— Start QUOTED PASSAGE —
Crooker: No, I don’t. I never know where a poem is going. Robert Frost said: “If you think you know where it’s going, then start there.”
Mike: Where do your ideas come from?
Crooker: Everywhere. I write about what engages me, for whatever weird or quirky reason.
Mike: Are you a trained writer or did you train yourself?
Crooker: Both. I was an English major and art history minor in college, then got a master’s in English Literature. That’s one sort of training. But I don’t have an MFA, or a mentor. I’m “outside the loop,” self-taught, an autodidact.
Mike: Do you write anything other than poetry?
Crooker: Poetry is all I really want to write. I’ve recently done some essays about poetry, and I’ve written twenty or so reviews of books of poetry in the past year.
Mike: When you go back to your early poetry, what’s different about it?
Crooker: In some ways, believe it or not, there’s not a whole lot of difference. My voice showed up right from the beginning. In other ways, though, I know how to do more things now with the material, because of what I’ve learned about the craft. I think my current work has deepened, has more layers and nuances. I’m purposely trying to have 2-3 threads going in a single poem that somehow come back together at the end. Sometimes this works, sometimes it fails, but every day that’s spent with some desk time is a good one.
Mike: In the workshops you conduct, what are the biggest problems you encounter with beginning poets?
Crooker: Especially with the younger ones, it’s very dark and full of angst, or all about love, with too much abstraction— the curse of the beginning poet. There’s nothing concrete—no specific images—that helps you enter their world.
Abstractions are a nice, cozy way to hide behind your feelings. As a teacher, I find that my hardest task is to get people to leap from using abstractions to concrete imagery.
Another way of putting this is “telling, not showing.” Beginning poets want to tell you exactly how to feel. They want to give you the punch line ahead of time. The more serious writer wants to show you things, have a dialogue with the reader that says: “Hopefully, you’ll feel the same thing I feel. But only if I choose the right details.”
Also, when you write for public consumption, you need to have an audience in mind. Poetry is a form of communication, not navel-gazing. You have to imagine who your audience is and how to reach them.
Mike: What is your teaching philosophy?
Crooker: I want people to write about what they’re doing in their real lives, what they’re going through. I don’t want mere decoration, but honest sentences, sensory images.
And let go of control; “let that pony run,” to quote Paul Simon. Allow the poem be what it wants to be. Be funny, if it wants to be funny; be serious, if that’s where it’s going.
One way to approach this as an exercise, is to spend 20 minutes just writing. If you run out of words, keep writing anyway. Then go back and look for the good stuff. Later, when you have the gist of your poem, work on crafting it. Ask yourself: How many adjectives can I get rid of? All the power in your work comes from nouns and verbs, just like it does in other kinds of writing. And get rid of clichés.
The difference between a real writer and an amateur is you have to throw some stuff out. You can’t fall in love with every word. Hemingway once said: “What is left out is often as important as what is left in.” Less is more. Use the fewest words possible to give us the most experience.
My method of composition, if I could be said to have one, is this: I find something I want to write about, then write down as much material as I can, all sorts of things, most of it garbage. I call this “taking notes.” Once I begin to find, in this mess, some lines, some music, something to start making a pattern with, then I try to take the best line, and use what I’ve written above to work from. Then I chip, chip away. So first I amass a quantity of work, then I get rid of most it. I think of myself as a sculptor, using words instead of clay.
— End QUOTED PASSAGE —
— Start DATASET CONTENT —
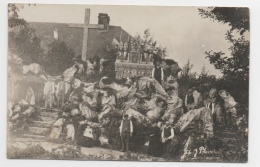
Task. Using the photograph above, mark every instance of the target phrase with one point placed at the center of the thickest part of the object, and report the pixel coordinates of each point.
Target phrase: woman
(155, 145)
— End DATASET CONTENT —
WORK TO DO:
A. Name every person whom Crooker quotes in the interview.
B. Write out the part of the interview that starts at the words "Crooker: Poetry is" and ends after the words "different about it?".

WORKED SOLUTIONS:
A.
Robert Frost
Paul Simon
Hemingway

B.
Crooker: Poetry is all I really want to write. I’ve recently done some essays about poetry, and I’ve written twenty or so reviews of books of poetry in the past year.
Mike: When you go back to your early poetry, what’s different about it?